- _Work task_: The whole listing, please: repeat it exactly, with the pictures left out.

- _Records for this exercise_:
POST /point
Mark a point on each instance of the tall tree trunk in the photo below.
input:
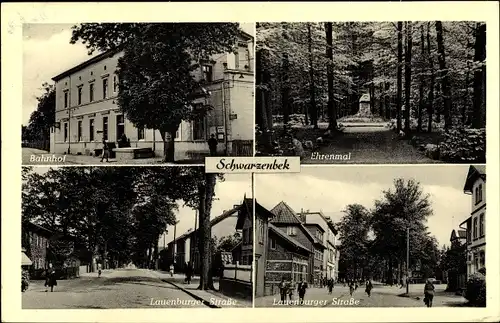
(430, 104)
(262, 102)
(399, 76)
(312, 90)
(202, 214)
(465, 108)
(421, 85)
(210, 180)
(444, 76)
(409, 44)
(285, 88)
(332, 114)
(388, 112)
(479, 77)
(168, 145)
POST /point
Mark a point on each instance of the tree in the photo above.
(478, 118)
(404, 207)
(353, 234)
(332, 113)
(157, 85)
(399, 76)
(408, 49)
(444, 76)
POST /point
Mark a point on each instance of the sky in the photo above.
(330, 189)
(228, 192)
(47, 52)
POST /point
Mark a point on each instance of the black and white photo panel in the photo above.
(385, 92)
(168, 93)
(355, 236)
(135, 237)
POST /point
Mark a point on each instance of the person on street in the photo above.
(105, 151)
(351, 287)
(368, 288)
(301, 290)
(212, 145)
(428, 293)
(50, 278)
(189, 273)
(172, 270)
(283, 289)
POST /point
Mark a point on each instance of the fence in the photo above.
(238, 272)
(41, 144)
(242, 147)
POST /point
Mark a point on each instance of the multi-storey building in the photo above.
(287, 220)
(329, 238)
(87, 110)
(475, 185)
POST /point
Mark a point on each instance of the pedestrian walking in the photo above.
(212, 145)
(50, 278)
(289, 288)
(301, 290)
(189, 272)
(351, 287)
(428, 293)
(368, 288)
(105, 151)
(330, 286)
(283, 289)
(172, 270)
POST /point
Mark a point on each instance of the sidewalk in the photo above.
(312, 294)
(209, 297)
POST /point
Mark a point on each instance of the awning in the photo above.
(25, 260)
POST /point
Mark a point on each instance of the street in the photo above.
(382, 296)
(123, 288)
(373, 144)
(32, 156)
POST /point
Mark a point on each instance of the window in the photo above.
(120, 126)
(91, 92)
(105, 88)
(66, 99)
(105, 128)
(65, 131)
(80, 90)
(140, 133)
(199, 129)
(481, 225)
(91, 129)
(474, 232)
(207, 73)
(79, 130)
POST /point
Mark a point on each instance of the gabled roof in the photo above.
(475, 172)
(461, 234)
(284, 214)
(287, 238)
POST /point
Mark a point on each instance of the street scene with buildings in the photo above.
(135, 237)
(384, 92)
(395, 237)
(100, 108)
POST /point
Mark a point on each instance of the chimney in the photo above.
(302, 216)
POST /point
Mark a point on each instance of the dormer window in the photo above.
(207, 72)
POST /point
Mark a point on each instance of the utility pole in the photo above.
(407, 260)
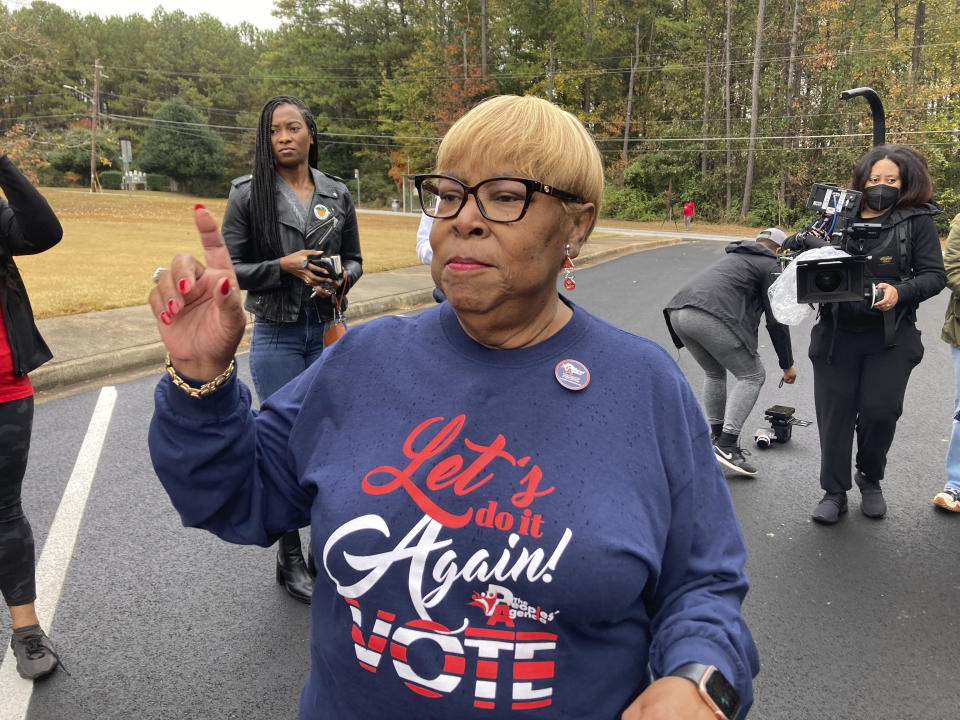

- _Task output_:
POST /point
Mark a point on each instance of the tall tree trunk in the photo below.
input:
(430, 104)
(262, 102)
(399, 76)
(312, 90)
(202, 214)
(465, 108)
(421, 85)
(210, 180)
(444, 76)
(409, 44)
(285, 88)
(332, 114)
(388, 112)
(479, 77)
(168, 145)
POST /point
Mark a point on each instance of the tree in the photo above.
(478, 118)
(404, 207)
(353, 234)
(332, 113)
(157, 85)
(399, 76)
(408, 49)
(444, 76)
POST /point
Mark a point on each instance of the sky in the photo above.
(330, 189)
(228, 192)
(47, 52)
POST /point
Mark a point on each instance of the black and white photo panel in the photo above.
(385, 92)
(168, 93)
(355, 236)
(135, 237)
POST /point
Mark a point on each instance of the person on street in the photo above.
(105, 151)
(351, 287)
(368, 288)
(301, 290)
(212, 145)
(428, 293)
(50, 278)
(189, 273)
(172, 270)
(283, 289)
POST /point
Mark a point on each instance of the fence in the photo above.
(238, 272)
(41, 144)
(242, 147)
POST /point
Mark a point on each instance of the multi-storey building in the photo above.
(287, 220)
(329, 238)
(87, 110)
(475, 185)
POST /point
Mark a point on each instance of the pedestrian walking in the photo above.
(212, 145)
(50, 278)
(289, 288)
(301, 290)
(189, 272)
(351, 287)
(428, 293)
(368, 288)
(105, 151)
(330, 286)
(283, 289)
(172, 270)
POST /point
Mark a point on each instance of the sidewalk in the photo above.
(312, 294)
(209, 297)
POST /point
Mark a point on each instance of the awning in the photo above.
(25, 260)
POST /point
Mark a point on each instance of the street in the photo above.
(382, 296)
(123, 288)
(373, 144)
(32, 156)
POST /point
Mark a point on each instance of the window in the photo above.
(120, 126)
(91, 92)
(105, 88)
(66, 99)
(105, 128)
(65, 131)
(80, 90)
(140, 133)
(199, 129)
(481, 225)
(91, 129)
(474, 232)
(207, 73)
(79, 130)
POST /point
Mark a point on each instance of the gabled roof in the photo above.
(475, 172)
(461, 234)
(284, 214)
(287, 238)
POST /point
Mark a point on each instance of the street scene with buildings in the photo above.
(135, 237)
(384, 92)
(395, 237)
(100, 108)
POST /point
Mark a point on each instance of the chimney in the photo above.
(302, 216)
POST /point
Mark a point on each instance of the dormer window in the photo above.
(207, 72)
POST /point
Mark a point on each instance of the utility pole in the photo above.
(407, 260)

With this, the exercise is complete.